TASK INSTRUCTIONS:
Within the material below, find each line bearing the word "terracotta" and present it.

PROVIDED ENTRIES:
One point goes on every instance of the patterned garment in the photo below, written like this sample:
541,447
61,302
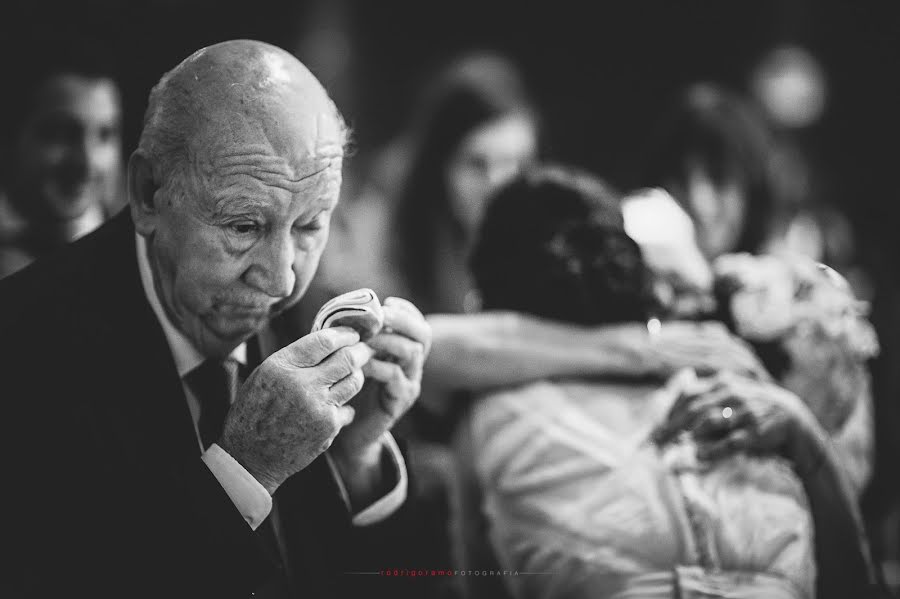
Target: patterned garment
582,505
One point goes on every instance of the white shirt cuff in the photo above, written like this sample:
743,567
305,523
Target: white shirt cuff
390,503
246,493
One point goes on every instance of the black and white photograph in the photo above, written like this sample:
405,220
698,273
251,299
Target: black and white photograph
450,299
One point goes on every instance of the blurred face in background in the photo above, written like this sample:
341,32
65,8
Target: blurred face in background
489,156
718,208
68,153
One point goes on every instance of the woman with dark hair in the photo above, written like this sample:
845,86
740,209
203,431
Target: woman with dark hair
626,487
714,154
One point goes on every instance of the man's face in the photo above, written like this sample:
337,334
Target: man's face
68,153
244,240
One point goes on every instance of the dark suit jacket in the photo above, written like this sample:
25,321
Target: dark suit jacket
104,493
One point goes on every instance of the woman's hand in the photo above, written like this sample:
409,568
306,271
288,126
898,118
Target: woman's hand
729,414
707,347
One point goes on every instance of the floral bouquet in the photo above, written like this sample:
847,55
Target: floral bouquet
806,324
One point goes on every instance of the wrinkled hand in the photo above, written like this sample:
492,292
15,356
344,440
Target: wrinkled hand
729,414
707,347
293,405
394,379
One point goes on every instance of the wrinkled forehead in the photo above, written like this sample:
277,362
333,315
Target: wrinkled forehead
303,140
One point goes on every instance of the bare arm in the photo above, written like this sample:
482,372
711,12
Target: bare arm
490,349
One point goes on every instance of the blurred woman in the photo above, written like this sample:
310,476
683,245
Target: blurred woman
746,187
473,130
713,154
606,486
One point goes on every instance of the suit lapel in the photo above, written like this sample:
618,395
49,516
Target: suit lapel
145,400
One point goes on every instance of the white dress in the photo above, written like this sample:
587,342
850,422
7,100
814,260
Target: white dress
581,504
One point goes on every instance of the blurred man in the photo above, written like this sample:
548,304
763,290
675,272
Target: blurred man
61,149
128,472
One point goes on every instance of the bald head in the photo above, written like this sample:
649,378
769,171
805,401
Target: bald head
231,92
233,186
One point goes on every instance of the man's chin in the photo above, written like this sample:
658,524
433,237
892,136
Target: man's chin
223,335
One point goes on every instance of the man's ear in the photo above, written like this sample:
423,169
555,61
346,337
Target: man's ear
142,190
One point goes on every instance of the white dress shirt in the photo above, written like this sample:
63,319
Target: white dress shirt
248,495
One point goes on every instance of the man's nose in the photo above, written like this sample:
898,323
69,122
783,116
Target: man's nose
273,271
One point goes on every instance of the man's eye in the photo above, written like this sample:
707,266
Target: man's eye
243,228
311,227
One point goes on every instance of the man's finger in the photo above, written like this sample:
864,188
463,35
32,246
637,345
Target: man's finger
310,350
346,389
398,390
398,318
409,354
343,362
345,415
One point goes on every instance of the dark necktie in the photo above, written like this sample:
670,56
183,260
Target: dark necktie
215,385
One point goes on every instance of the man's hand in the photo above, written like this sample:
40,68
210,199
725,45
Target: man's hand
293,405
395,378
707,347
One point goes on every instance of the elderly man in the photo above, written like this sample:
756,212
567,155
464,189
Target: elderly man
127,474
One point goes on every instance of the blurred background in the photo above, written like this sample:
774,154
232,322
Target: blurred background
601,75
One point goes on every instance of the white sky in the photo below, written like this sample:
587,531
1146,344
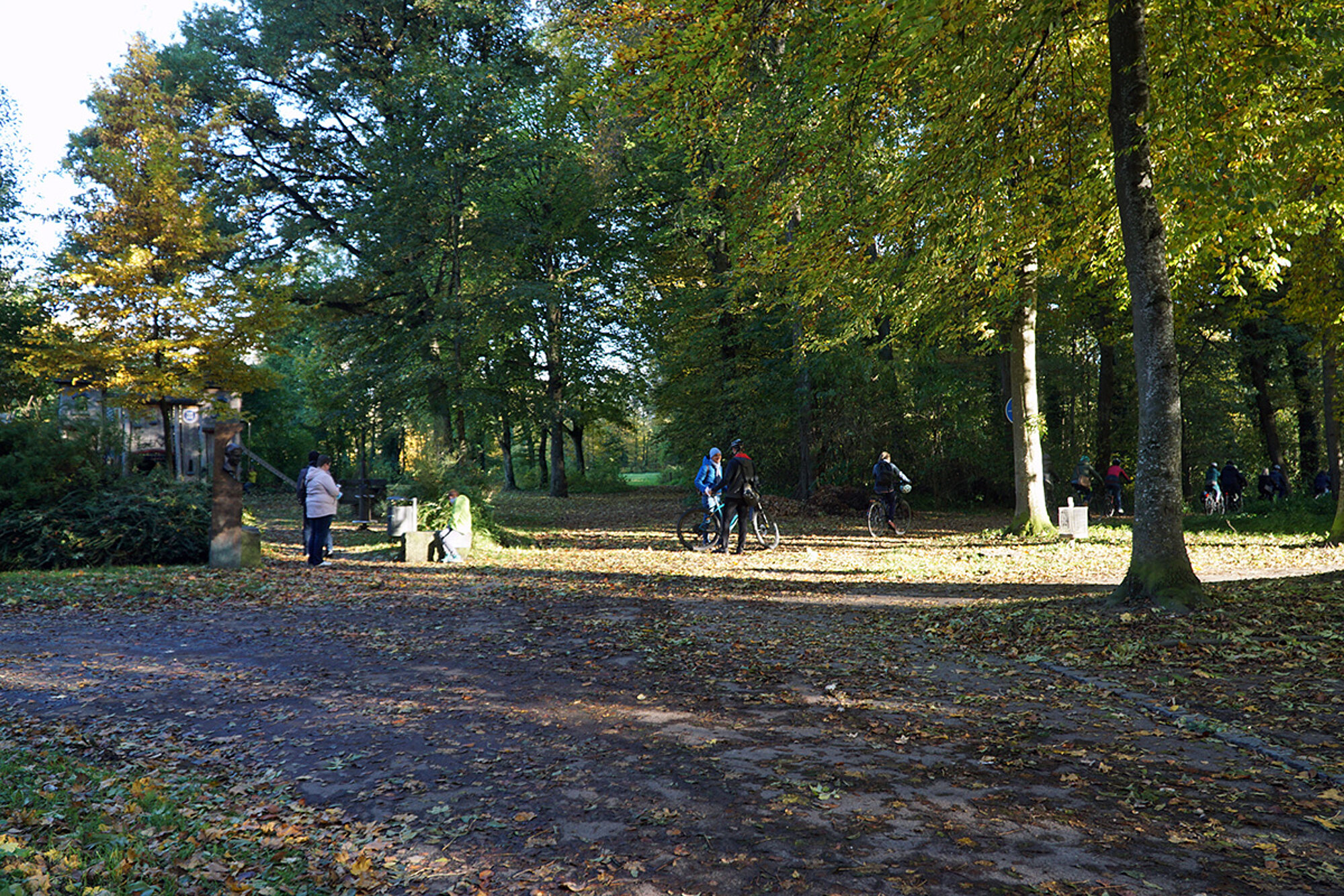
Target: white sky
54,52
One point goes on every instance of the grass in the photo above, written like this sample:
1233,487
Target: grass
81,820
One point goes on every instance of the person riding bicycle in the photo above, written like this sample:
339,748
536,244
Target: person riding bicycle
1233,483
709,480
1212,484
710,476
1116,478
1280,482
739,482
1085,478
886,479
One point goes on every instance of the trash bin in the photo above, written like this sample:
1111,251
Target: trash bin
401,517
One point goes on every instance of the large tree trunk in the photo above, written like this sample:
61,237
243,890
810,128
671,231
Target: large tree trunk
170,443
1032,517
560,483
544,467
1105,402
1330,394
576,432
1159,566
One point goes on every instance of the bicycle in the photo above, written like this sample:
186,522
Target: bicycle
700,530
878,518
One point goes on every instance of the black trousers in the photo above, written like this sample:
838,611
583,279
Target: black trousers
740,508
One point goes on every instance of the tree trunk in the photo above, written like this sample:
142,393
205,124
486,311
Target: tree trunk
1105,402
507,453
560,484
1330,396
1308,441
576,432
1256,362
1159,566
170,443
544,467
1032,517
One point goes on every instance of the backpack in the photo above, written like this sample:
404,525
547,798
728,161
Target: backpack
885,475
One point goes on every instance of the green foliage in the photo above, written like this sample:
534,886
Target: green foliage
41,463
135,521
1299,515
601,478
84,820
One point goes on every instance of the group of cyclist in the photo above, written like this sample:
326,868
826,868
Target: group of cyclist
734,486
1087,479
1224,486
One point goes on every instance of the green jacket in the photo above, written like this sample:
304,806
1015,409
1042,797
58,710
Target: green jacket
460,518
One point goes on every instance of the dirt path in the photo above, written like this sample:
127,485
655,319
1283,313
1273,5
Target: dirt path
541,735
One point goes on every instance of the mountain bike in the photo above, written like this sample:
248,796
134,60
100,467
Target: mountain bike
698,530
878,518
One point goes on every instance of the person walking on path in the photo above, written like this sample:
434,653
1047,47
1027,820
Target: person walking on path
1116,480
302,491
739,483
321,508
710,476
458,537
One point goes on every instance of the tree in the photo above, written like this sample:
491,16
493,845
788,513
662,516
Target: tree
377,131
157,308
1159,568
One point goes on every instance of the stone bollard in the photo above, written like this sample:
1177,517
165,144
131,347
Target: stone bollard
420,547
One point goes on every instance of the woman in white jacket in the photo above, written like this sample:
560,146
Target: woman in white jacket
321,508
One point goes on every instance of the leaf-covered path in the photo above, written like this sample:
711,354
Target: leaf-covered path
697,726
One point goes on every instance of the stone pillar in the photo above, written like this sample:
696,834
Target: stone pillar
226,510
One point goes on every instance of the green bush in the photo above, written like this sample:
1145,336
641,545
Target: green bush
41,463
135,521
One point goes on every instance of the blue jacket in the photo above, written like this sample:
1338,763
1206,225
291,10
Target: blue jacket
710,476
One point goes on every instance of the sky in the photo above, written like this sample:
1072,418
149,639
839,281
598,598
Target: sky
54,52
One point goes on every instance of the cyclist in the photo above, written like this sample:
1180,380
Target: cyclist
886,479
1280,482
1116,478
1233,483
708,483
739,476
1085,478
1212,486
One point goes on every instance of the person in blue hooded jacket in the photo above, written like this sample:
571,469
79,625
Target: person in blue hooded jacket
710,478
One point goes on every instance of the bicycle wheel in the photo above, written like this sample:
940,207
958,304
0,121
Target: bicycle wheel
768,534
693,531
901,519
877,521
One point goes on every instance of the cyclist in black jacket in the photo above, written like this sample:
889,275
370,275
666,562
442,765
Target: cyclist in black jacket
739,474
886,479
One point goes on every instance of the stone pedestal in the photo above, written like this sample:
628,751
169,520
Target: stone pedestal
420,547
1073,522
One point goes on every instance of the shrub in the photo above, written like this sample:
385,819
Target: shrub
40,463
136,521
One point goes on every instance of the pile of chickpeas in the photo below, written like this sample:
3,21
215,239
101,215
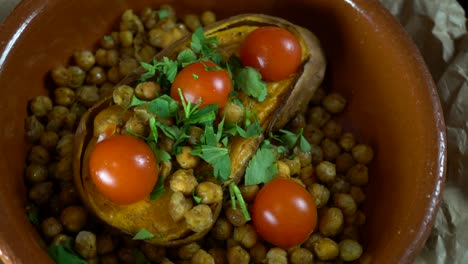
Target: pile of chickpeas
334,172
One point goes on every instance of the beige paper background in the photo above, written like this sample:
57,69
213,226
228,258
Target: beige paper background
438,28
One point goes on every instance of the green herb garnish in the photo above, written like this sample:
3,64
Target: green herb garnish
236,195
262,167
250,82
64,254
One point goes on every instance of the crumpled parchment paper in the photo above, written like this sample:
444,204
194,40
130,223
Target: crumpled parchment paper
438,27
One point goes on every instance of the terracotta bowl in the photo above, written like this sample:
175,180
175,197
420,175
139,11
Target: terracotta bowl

YOUR RESPONSE:
One point goes on every instance of the terracotta bowl in the photo above, written like this sample:
Target: terracotta bowl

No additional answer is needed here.